■ What you need to do ■
In the passage about Vatsyayana, Charaka and rules of conduct, why do these two authors' works mention acts that scriptures on social conduct prohibited? Answer in one to three sentences.

== Document text

The illogical becomes logical and vice versa, and so do their understanding of the limitations of right and wrong, correct and incorrect. Such is the path of the truth, it liberates one from assumptions and the stereotypes (Punya-Apunya vivarjit panthah).

The key is to remain open-minded and committed to the truth -- and not be diverted by, say, ideology, identity, “magic” or worldly limitations.

We find several works, say Vatsayayana’s Kama Sutra or Charaka’s treatises on medicine that mention things and actions that the scriptures on social conduct prohibited.

For example, Kama Sutra elaborately mentions love-play in a river, whereas the same is prohibited (under a broad category of prohibition of polluting the river with bodily excretions).

Similarly, Charaka mentions the physiological effects of consuming cow’s meat, which contemporary texts prohibit.

This is because both Vatsyayana and Charaka were committed to finding the truth in their own domains. They were not writing a book on social or moral conduct, but on their own subject-matter.

It was the job of an administrator to bring out the rules of conduct and decide the rules of conduct based on various considerations, balancing different interests (including their own, perhaps).

An example would be Manusmriti, which was written by a king and not a Brahmana scholar.

Both Vatsyayana and Charaka strove to describe things as they are. Vatsyayana’s goal is to provide a treatise for sexual well-being while Charaka’s is to provide one for physical well-being.

The insights from such works were incorporated into customs and traditions, through a downward filtration process, albeit, tweaked, amended and presented as per the politico-social conditions by those in power.

As expected, this relationship, between those who discovered and those who implemented was not without its tensions. Perhaps, the vast diversity among both the groups provided for mitigation of crises quickly and at a suitable level.

Another factor could be the heavy exchange of knowledge between the two groups. For example, texts mention several scholar Rishis, from their Ashramas in remote areas, visiting kingdoms and having discussions with the kings.

On the other hand, kings as well as all grihasthas took Sanyasa and visited such Ashramas in their old-age.

It is also important to note that the former category of works - written by intellectuals and not administrators (or for administrative purposes) - encouraged experimentation, debate, and dissent.

On the other hand, the administrative works, by design, carried authority and often proposed divine consequences for bad actions, to ensure compliance.

Today, many of the insights of out scholar Rishis are only available through administrative works and folk practices, which means, we would have to sift through what has become irrelevant with the change of times to reach the kernel of truth and decide our Dharma - the correct course of action suitable for our present times.

====
== Extracted data

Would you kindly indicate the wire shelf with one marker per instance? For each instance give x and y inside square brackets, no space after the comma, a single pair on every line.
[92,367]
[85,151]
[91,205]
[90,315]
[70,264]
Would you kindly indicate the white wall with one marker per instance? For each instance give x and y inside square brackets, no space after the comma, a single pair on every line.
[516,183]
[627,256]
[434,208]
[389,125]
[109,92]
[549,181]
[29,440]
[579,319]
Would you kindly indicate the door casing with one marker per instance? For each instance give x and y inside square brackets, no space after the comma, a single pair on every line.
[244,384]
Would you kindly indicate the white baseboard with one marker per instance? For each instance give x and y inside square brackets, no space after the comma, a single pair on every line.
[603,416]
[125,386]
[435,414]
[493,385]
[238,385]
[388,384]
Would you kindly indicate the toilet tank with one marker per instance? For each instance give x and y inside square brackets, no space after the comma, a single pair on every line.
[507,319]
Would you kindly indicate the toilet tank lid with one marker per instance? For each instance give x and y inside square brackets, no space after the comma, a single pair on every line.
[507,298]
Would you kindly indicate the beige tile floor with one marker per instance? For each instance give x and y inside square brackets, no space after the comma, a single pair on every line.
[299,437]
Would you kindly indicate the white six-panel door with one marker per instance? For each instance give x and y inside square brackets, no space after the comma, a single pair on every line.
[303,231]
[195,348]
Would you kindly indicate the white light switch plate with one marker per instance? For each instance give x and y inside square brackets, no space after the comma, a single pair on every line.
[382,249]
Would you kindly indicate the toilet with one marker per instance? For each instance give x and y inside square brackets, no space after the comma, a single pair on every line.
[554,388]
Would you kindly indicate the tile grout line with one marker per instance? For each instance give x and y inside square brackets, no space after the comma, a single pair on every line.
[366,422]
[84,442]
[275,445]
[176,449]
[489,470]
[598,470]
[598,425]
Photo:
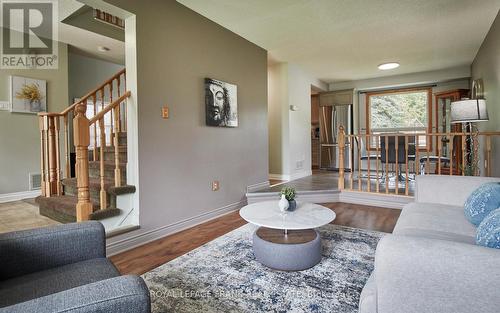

====

■ Completed exercise ■
Vatsyayana and Charaka were committed to finding the truth in their own domains and tried to describe things as they are. They were writing about their own subjects, sexual well-being and physical well-being, not about social or moral conduct. Setting rules of conduct was the job of an administrator.